# [DATASET ENTRIES]
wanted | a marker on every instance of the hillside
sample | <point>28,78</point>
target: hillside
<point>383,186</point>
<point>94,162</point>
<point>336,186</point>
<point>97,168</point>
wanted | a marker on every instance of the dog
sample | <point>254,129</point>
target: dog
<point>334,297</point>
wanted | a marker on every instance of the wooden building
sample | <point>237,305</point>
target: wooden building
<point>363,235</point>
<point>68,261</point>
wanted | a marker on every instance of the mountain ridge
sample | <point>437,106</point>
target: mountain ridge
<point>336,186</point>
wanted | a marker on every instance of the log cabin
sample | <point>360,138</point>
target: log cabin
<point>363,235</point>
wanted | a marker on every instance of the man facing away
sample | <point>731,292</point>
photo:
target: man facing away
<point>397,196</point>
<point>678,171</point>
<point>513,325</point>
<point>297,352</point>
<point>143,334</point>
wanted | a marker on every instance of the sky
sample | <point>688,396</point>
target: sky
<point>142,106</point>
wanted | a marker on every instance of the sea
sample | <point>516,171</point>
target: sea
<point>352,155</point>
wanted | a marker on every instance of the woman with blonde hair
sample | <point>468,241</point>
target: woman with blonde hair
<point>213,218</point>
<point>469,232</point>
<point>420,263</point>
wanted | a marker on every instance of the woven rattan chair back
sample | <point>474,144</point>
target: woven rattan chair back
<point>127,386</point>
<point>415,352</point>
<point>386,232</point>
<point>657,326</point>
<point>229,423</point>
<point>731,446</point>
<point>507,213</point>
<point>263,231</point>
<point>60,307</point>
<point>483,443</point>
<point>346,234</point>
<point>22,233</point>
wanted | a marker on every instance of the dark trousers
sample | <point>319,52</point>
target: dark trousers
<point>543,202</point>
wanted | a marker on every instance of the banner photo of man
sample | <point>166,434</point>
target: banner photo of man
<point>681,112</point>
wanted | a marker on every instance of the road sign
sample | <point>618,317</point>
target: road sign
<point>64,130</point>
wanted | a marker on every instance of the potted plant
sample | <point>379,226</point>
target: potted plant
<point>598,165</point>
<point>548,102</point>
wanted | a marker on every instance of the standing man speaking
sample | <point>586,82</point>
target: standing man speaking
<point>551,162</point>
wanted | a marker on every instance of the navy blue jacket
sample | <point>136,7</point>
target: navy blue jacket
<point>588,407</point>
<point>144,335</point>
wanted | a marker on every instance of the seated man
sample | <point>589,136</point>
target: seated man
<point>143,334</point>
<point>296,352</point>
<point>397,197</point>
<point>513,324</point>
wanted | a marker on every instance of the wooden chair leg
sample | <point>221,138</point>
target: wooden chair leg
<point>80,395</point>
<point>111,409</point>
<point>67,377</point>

# [WORK ORDER]
An exact repetition of the data above is all that is needed.

# [ANSWER BOX]
wanted | a marker on every instance of the hillside
sample | <point>28,78</point>
target: hillside
<point>383,186</point>
<point>94,162</point>
<point>336,186</point>
<point>97,168</point>
wanted | a marker on every instance of the dog
sample | <point>254,129</point>
target: dog
<point>334,297</point>
wanted | a marker on every instance of the wooden building
sample | <point>237,305</point>
target: wooden building
<point>363,235</point>
<point>68,261</point>
wanted | a marker on every instance of the mountain ridge
sample | <point>437,106</point>
target: mountain ridge
<point>336,186</point>
wanted | a marker on every instance of the log cabin
sample | <point>360,138</point>
target: log cabin
<point>363,235</point>
wanted | a marker on every instance of the man facing away
sample | <point>731,292</point>
photo:
target: man facing away
<point>397,196</point>
<point>678,171</point>
<point>513,325</point>
<point>297,352</point>
<point>143,334</point>
wanted | a marker on every instance of the sky
sample | <point>688,396</point>
target: sky
<point>142,106</point>
wanted | a marker on every instance of the sea
sample | <point>516,171</point>
target: sea
<point>352,155</point>
wanted | a marker on every instance of the woman with blonde hair
sample | <point>468,241</point>
target: woman with blonde hair
<point>213,218</point>
<point>469,232</point>
<point>420,263</point>
wanted | a marker on every instance of the woven rattan chair back
sample | <point>474,144</point>
target: woven rattan chair back
<point>127,386</point>
<point>415,352</point>
<point>386,232</point>
<point>657,326</point>
<point>229,423</point>
<point>731,446</point>
<point>507,213</point>
<point>263,231</point>
<point>60,307</point>
<point>483,443</point>
<point>346,234</point>
<point>22,233</point>
wanted | a marker on every instance of the dark trousers
sample | <point>319,52</point>
target: dark trousers
<point>543,202</point>
wanted | a marker on every instance of the banner photo of man
sample | <point>166,434</point>
target: banner photo of man
<point>681,112</point>
wanted | a marker on every instance of the road sign
sample | <point>618,317</point>
target: road sign
<point>64,130</point>
wanted | a marker on every instance of the potted plant
sample | <point>379,226</point>
target: potted plant
<point>598,165</point>
<point>548,102</point>
wanted | a marker on every instance of the standing man speaking
sample | <point>586,82</point>
target: standing man speaking
<point>551,162</point>
wanted | a marker on every instance of the navy blue jacket
sample | <point>136,7</point>
target: navy blue jacket
<point>588,407</point>
<point>144,335</point>
wanted | a marker on every instance of the seated man
sample | <point>589,136</point>
target: seated man
<point>143,334</point>
<point>296,352</point>
<point>397,197</point>
<point>513,324</point>
wanted | a marker on every instance of the wooden chair leg
sample | <point>221,138</point>
target: wooden chair leg
<point>80,395</point>
<point>111,409</point>
<point>67,377</point>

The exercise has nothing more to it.